* START Data supplied *
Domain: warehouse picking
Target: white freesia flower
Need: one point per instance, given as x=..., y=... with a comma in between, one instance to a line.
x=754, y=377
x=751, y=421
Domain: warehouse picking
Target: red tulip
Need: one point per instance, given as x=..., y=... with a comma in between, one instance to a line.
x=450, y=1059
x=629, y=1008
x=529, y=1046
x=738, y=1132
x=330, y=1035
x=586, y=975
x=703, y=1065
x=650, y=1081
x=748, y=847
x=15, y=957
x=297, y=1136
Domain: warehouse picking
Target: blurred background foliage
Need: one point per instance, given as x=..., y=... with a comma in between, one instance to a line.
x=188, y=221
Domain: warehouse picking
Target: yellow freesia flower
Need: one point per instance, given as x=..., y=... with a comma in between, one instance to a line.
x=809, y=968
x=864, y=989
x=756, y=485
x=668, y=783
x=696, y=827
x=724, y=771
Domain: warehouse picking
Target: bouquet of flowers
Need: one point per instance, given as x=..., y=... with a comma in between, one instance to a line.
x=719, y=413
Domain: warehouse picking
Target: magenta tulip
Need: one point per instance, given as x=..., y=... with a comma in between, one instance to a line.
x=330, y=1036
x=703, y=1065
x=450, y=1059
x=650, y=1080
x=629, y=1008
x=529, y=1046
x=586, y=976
* END Data supplied *
What is asked ->
Copy the lines of the records unchanged, starting at the first line and ending at the line containing "x=751, y=421", with both of those lines included.

The response ->
Domain: warehouse picking
Target: white freesia flower
Need: one point per instance, given as x=..., y=... with a comma in between, one instance to a line.
x=754, y=377
x=751, y=421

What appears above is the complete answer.